▶ Set problem: Locate every line in the entries below that contains the string "fingernail" and copy each one out in full. Matching is case-sensitive.
****
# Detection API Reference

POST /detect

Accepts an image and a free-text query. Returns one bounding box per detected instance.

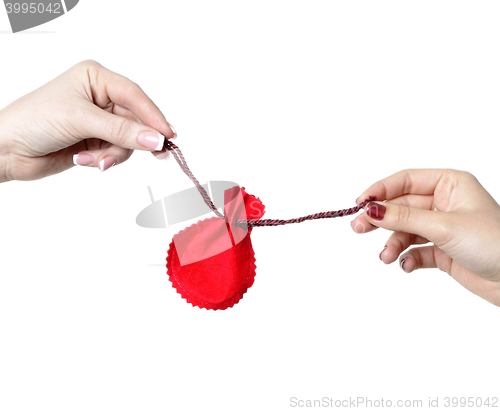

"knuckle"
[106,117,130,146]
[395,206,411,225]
****
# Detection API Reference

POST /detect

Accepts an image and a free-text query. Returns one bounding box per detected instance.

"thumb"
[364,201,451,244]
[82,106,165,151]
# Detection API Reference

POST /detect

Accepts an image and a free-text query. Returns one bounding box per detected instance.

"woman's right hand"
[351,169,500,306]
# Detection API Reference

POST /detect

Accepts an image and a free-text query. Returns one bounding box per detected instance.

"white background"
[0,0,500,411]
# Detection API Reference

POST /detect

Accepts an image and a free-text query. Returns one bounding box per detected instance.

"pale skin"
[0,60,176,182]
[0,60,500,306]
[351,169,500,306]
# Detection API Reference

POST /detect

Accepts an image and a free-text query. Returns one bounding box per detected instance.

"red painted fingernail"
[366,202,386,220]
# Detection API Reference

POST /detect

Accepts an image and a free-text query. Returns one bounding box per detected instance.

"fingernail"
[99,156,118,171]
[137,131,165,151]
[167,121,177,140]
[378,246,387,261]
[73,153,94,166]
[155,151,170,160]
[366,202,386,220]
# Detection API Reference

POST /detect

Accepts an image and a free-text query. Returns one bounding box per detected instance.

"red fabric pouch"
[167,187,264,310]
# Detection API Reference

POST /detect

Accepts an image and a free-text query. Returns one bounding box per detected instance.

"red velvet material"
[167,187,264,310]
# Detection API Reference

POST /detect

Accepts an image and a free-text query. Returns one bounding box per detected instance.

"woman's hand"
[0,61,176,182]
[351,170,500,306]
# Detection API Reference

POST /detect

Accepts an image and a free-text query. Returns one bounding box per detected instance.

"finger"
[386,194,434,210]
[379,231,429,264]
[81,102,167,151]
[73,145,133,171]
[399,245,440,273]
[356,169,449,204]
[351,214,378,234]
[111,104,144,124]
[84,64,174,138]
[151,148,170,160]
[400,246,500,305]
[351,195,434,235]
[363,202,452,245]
****
▶ Full response:
"red painted fingernail"
"fingernail"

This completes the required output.